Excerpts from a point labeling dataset
....
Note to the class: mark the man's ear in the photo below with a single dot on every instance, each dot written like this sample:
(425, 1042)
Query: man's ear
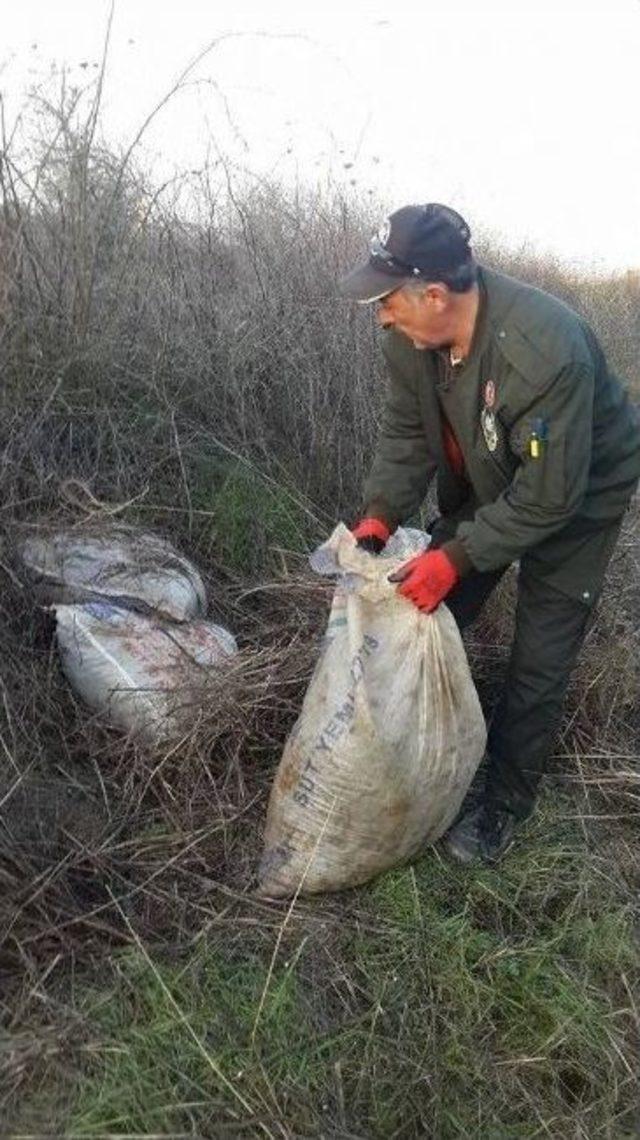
(437, 296)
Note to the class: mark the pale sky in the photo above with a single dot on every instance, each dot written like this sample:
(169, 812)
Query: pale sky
(524, 116)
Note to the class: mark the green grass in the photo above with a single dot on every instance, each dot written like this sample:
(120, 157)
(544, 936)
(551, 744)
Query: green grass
(251, 516)
(444, 1002)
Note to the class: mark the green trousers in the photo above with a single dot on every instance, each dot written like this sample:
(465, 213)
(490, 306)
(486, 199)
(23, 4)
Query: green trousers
(550, 628)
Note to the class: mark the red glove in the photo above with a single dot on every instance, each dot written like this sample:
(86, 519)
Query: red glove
(427, 579)
(372, 535)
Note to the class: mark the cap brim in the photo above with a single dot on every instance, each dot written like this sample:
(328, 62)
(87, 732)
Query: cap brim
(366, 284)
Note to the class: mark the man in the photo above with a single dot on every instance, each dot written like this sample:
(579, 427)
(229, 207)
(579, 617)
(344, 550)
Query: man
(502, 392)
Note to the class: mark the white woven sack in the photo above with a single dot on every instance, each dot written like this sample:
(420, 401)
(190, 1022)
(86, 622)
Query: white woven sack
(389, 737)
(116, 562)
(134, 669)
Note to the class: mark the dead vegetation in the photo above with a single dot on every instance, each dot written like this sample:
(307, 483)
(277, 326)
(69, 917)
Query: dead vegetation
(200, 376)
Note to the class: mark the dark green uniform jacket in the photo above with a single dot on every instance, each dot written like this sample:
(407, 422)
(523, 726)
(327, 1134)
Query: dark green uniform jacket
(551, 444)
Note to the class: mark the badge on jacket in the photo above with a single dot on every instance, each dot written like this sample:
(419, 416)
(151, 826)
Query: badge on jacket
(488, 422)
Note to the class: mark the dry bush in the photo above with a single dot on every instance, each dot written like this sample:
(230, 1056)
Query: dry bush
(199, 374)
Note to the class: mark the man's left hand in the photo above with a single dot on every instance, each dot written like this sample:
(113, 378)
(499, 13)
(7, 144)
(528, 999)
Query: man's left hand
(427, 579)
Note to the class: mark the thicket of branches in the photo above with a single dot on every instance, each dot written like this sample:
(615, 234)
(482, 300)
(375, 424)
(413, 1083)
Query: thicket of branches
(194, 369)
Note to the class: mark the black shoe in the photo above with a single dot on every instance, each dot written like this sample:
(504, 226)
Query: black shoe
(481, 836)
(496, 832)
(462, 841)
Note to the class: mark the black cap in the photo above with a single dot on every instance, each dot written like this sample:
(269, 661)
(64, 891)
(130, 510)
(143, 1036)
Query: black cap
(415, 243)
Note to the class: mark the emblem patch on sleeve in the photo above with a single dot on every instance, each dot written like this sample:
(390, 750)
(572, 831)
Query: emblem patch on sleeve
(488, 424)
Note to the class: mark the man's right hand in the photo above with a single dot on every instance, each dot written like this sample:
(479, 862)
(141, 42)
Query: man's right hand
(371, 535)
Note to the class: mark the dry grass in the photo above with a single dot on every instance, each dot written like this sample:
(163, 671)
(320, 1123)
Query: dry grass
(203, 379)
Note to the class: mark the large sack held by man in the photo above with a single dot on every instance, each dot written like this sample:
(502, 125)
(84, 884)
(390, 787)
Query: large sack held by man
(389, 737)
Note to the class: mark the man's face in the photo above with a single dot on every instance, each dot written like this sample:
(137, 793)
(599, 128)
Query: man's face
(419, 315)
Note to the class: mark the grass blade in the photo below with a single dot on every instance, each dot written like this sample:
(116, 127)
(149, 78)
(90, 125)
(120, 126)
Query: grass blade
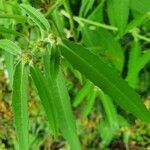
(105, 77)
(19, 104)
(10, 47)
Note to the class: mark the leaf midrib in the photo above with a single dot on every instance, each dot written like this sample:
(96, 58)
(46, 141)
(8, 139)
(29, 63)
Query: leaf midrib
(126, 97)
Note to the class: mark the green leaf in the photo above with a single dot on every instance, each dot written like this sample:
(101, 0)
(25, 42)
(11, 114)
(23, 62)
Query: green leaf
(46, 98)
(135, 53)
(118, 12)
(9, 61)
(110, 110)
(10, 47)
(19, 104)
(102, 42)
(105, 77)
(37, 17)
(15, 17)
(85, 7)
(65, 116)
(60, 97)
(140, 6)
(143, 60)
(106, 133)
(4, 30)
(90, 100)
(139, 20)
(82, 93)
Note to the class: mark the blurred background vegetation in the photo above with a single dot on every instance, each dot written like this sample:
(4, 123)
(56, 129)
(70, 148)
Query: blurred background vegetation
(88, 108)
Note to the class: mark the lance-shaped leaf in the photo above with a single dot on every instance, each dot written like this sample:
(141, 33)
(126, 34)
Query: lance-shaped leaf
(19, 104)
(4, 30)
(10, 47)
(46, 98)
(105, 77)
(36, 17)
(59, 95)
(65, 116)
(118, 12)
(82, 94)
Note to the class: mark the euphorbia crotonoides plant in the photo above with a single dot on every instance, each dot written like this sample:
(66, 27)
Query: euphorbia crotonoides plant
(41, 59)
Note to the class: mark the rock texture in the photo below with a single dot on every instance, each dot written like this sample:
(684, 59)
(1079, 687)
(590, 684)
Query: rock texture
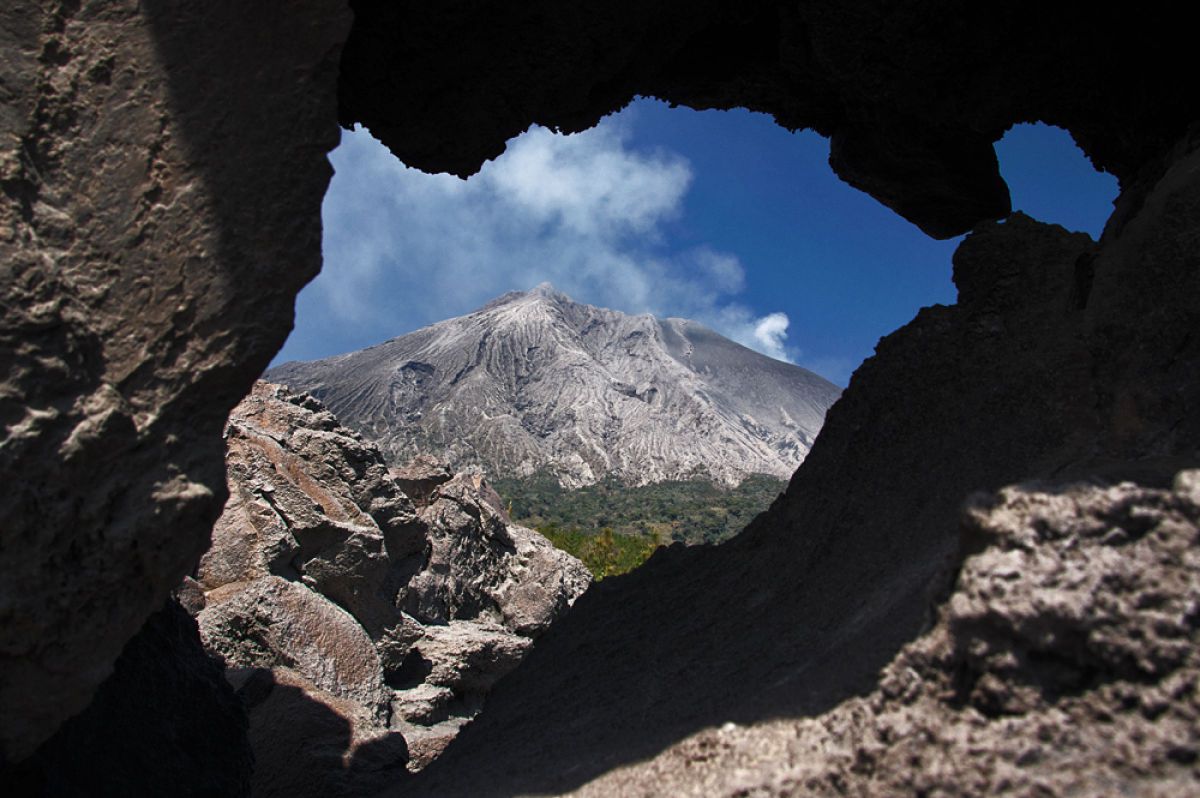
(535, 382)
(1063, 358)
(351, 619)
(911, 94)
(1065, 664)
(145, 286)
(160, 184)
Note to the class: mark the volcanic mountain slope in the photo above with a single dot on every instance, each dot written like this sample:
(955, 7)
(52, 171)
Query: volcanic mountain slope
(534, 381)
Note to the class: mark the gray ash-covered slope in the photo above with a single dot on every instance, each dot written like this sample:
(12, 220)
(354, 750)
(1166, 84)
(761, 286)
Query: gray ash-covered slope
(534, 381)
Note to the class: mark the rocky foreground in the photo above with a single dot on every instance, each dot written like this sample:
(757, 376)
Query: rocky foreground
(1065, 664)
(363, 612)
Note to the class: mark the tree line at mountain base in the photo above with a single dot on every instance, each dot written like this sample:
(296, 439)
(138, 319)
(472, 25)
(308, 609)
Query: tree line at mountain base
(613, 528)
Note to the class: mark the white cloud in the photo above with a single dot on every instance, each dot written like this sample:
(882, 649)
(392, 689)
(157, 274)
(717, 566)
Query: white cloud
(586, 213)
(771, 331)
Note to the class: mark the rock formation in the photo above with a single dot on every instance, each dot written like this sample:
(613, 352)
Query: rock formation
(328, 588)
(1063, 358)
(145, 286)
(160, 184)
(1065, 664)
(534, 382)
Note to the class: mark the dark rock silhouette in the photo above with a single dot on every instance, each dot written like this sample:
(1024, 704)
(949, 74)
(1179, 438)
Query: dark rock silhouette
(165, 717)
(161, 173)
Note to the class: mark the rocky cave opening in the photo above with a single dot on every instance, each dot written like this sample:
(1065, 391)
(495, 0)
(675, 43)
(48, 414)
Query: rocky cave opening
(149, 283)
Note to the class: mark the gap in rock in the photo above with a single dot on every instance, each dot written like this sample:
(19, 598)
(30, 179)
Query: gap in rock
(723, 217)
(718, 216)
(1051, 180)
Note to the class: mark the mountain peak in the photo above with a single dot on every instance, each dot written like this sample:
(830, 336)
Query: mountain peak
(581, 393)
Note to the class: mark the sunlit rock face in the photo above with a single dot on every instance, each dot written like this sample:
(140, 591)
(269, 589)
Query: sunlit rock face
(324, 577)
(1062, 358)
(161, 172)
(537, 383)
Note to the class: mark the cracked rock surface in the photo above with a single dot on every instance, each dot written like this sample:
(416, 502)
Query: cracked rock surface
(342, 607)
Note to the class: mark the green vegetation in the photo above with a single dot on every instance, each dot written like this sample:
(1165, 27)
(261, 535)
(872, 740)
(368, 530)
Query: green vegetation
(605, 553)
(615, 528)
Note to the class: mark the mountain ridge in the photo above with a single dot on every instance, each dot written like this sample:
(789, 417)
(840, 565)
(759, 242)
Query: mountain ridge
(534, 381)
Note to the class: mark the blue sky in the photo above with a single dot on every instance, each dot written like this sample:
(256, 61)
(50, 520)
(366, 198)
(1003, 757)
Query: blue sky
(718, 216)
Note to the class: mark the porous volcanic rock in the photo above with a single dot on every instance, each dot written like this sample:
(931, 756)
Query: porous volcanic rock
(1065, 664)
(1063, 359)
(161, 174)
(273, 622)
(311, 499)
(333, 597)
(911, 94)
(480, 564)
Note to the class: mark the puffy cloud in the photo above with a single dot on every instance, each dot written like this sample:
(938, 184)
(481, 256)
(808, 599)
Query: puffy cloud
(586, 213)
(769, 333)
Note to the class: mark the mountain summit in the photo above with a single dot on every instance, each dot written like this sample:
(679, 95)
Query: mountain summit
(534, 381)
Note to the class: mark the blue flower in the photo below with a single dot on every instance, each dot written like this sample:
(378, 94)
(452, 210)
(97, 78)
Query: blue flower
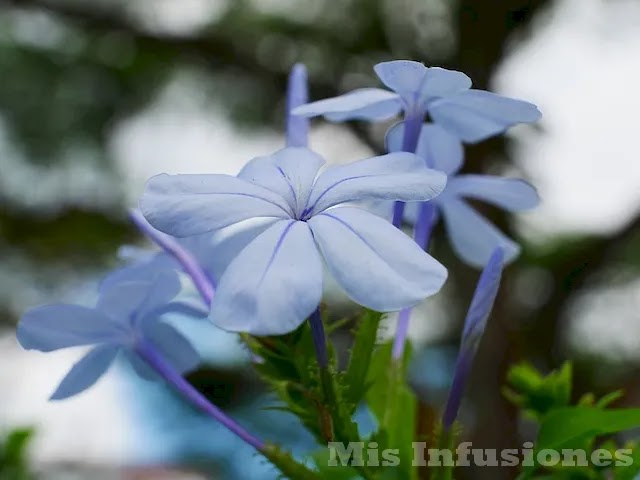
(474, 325)
(275, 282)
(472, 236)
(469, 115)
(202, 257)
(125, 318)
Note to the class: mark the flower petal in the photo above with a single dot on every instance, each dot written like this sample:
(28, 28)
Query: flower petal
(511, 194)
(87, 371)
(141, 269)
(440, 150)
(141, 367)
(482, 302)
(226, 244)
(395, 176)
(476, 115)
(273, 285)
(171, 344)
(472, 236)
(440, 82)
(52, 327)
(127, 301)
(289, 172)
(378, 266)
(186, 205)
(364, 103)
(401, 76)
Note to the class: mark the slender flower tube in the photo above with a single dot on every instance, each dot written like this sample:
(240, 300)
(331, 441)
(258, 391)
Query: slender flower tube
(126, 321)
(474, 325)
(422, 231)
(297, 127)
(183, 256)
(421, 235)
(297, 136)
(413, 125)
(158, 362)
(472, 237)
(319, 338)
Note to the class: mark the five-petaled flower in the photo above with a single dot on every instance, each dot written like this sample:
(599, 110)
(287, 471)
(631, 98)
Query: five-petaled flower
(275, 282)
(468, 114)
(472, 236)
(126, 320)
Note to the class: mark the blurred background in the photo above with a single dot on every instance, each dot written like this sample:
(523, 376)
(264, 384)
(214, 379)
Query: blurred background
(97, 96)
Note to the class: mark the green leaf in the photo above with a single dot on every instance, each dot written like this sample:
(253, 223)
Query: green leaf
(577, 427)
(14, 462)
(395, 407)
(355, 376)
(337, 472)
(567, 425)
(628, 472)
(537, 394)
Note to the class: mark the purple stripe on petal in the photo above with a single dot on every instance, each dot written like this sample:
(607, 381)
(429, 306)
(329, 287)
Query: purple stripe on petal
(475, 323)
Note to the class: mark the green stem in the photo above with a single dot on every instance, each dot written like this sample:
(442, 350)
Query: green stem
(287, 465)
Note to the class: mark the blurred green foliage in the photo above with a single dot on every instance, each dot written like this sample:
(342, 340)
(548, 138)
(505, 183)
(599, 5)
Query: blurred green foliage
(14, 459)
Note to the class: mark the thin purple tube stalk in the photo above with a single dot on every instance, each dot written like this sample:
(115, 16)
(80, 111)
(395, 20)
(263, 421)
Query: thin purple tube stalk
(319, 338)
(421, 234)
(185, 258)
(412, 128)
(462, 369)
(482, 302)
(297, 127)
(177, 381)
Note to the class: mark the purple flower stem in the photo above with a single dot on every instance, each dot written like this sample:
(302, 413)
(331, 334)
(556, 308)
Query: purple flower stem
(184, 257)
(421, 234)
(462, 369)
(319, 339)
(177, 381)
(412, 128)
(297, 94)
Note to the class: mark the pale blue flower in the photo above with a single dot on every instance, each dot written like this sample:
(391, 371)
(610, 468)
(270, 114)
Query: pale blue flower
(469, 115)
(127, 317)
(275, 282)
(474, 325)
(472, 236)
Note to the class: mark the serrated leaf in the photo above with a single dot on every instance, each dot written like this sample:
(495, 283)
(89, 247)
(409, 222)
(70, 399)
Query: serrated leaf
(564, 425)
(395, 406)
(355, 376)
(577, 427)
(537, 394)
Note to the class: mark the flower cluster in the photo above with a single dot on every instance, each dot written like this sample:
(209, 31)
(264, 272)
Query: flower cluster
(257, 246)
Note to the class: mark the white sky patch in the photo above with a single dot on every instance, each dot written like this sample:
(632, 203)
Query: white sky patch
(618, 338)
(579, 68)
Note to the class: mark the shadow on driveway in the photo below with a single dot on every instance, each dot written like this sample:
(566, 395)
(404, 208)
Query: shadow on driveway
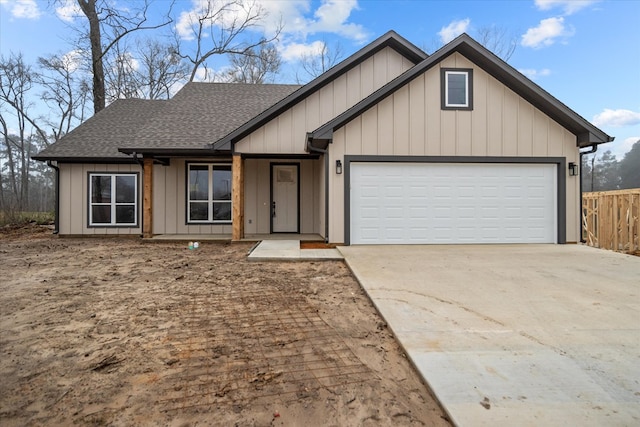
(514, 334)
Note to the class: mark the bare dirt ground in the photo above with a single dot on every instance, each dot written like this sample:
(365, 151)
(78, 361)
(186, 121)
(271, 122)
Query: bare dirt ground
(120, 332)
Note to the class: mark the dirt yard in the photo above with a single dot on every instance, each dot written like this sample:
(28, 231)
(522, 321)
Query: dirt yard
(120, 332)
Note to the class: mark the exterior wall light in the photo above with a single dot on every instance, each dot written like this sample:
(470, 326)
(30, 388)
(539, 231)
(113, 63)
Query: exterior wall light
(574, 169)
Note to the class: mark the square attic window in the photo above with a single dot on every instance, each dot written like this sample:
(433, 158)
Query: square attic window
(457, 88)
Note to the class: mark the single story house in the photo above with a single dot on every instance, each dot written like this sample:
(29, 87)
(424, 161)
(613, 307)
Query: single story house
(391, 146)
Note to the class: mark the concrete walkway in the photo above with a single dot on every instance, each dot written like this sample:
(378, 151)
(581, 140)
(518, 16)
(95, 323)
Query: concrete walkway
(289, 250)
(514, 335)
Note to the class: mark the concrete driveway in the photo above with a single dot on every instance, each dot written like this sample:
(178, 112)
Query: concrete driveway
(514, 334)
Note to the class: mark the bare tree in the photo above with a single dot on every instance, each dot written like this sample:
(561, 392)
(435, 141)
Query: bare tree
(16, 80)
(315, 64)
(221, 27)
(498, 40)
(254, 66)
(160, 69)
(108, 26)
(66, 93)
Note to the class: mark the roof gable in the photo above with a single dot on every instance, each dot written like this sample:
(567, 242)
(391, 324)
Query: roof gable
(204, 112)
(102, 134)
(391, 39)
(587, 134)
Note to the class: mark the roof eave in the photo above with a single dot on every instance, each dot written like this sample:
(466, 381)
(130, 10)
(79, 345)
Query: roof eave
(587, 134)
(390, 39)
(174, 152)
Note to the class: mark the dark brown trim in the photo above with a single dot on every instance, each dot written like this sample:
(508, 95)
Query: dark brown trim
(560, 163)
(271, 167)
(94, 160)
(280, 156)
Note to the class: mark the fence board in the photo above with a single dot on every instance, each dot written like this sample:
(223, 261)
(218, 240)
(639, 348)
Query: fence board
(611, 220)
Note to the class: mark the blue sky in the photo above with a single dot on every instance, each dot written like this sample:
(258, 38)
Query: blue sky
(586, 53)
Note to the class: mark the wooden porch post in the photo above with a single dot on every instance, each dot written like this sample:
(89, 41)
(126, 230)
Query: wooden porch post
(147, 198)
(237, 198)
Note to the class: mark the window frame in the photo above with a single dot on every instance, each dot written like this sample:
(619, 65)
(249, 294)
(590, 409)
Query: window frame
(113, 203)
(210, 200)
(444, 88)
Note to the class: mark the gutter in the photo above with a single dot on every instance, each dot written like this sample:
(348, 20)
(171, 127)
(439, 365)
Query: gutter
(325, 153)
(594, 148)
(56, 220)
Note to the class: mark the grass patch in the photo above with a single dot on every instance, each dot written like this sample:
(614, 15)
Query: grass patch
(21, 218)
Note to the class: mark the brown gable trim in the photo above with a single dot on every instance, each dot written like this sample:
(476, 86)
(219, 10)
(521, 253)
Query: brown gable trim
(390, 39)
(587, 133)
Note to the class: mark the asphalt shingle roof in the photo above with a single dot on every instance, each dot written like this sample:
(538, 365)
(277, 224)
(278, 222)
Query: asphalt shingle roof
(199, 114)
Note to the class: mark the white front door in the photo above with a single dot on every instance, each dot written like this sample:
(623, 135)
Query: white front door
(284, 199)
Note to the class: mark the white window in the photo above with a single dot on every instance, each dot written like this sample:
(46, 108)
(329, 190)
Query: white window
(209, 198)
(457, 89)
(113, 199)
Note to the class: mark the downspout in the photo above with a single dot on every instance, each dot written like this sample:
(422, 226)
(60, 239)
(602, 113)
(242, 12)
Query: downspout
(325, 154)
(56, 220)
(594, 148)
(137, 160)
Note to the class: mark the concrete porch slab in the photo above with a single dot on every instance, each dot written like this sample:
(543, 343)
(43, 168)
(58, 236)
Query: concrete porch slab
(289, 250)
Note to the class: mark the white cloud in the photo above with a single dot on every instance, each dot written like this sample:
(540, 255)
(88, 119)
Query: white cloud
(546, 33)
(534, 74)
(616, 118)
(332, 16)
(27, 9)
(295, 51)
(68, 10)
(453, 30)
(568, 6)
(628, 143)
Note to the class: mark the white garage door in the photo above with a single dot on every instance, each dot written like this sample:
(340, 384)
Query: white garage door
(446, 203)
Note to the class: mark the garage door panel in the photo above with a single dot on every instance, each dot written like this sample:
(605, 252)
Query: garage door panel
(452, 203)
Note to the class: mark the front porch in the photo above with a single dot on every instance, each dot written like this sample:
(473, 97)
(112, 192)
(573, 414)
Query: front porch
(228, 237)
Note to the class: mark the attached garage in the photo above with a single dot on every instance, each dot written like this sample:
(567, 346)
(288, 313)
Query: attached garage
(452, 203)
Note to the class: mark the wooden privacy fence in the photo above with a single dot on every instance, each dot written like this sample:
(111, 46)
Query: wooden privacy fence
(611, 220)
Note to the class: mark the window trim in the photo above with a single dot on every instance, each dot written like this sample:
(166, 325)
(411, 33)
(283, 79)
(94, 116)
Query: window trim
(210, 200)
(444, 88)
(113, 204)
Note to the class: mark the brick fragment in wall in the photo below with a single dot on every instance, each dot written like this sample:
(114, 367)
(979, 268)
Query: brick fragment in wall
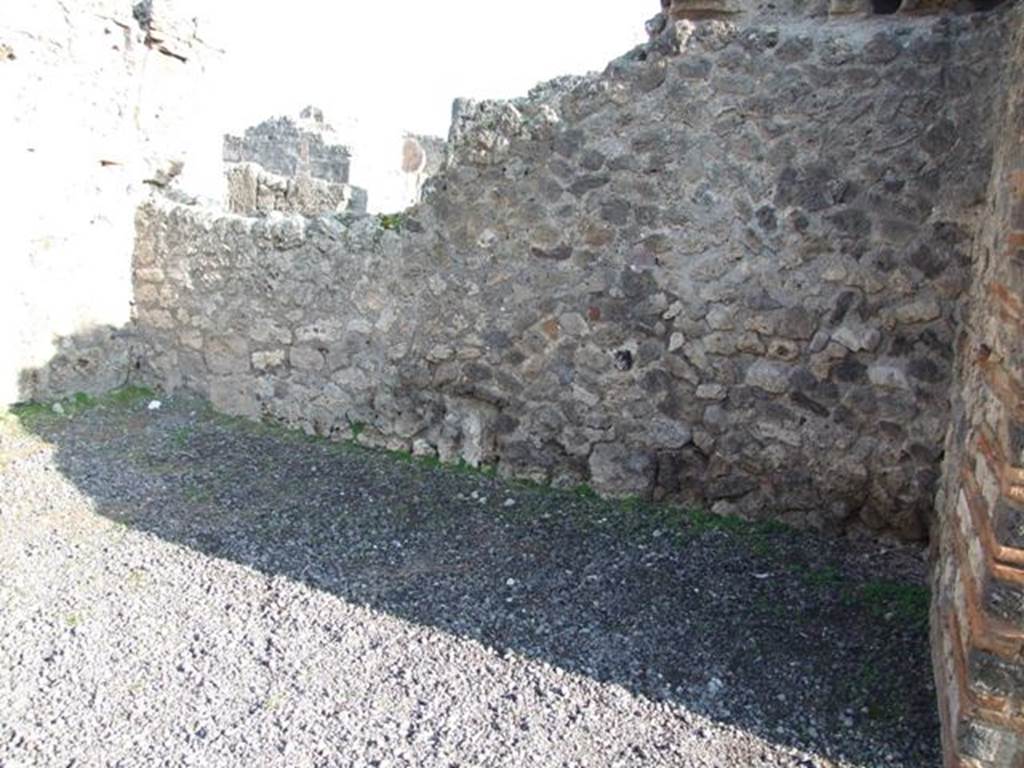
(600, 299)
....
Task to carry out: Copy the lines from the very first one up to and including the line with "(444, 1002)", switching "pale sky" to "cloudy sky" and keeping everything else the same. Leave the picture out.

Complete answer:
Note to the class: mark the man's ear in the photo below with a single dot on every instance, each dot written like this sample:
(425, 1042)
Query: man's ear
(437, 296)
Note to the class: mark the cloudy sky in the photo above with a single dot on every instance, each dot written like this sample:
(169, 812)
Query: cloudy sky
(524, 116)
Note to the class: mark the green grass in the photo above with a single dot on every instance, each dot written like this sample:
(120, 157)
(544, 936)
(551, 744)
Query: green grass
(251, 516)
(444, 1002)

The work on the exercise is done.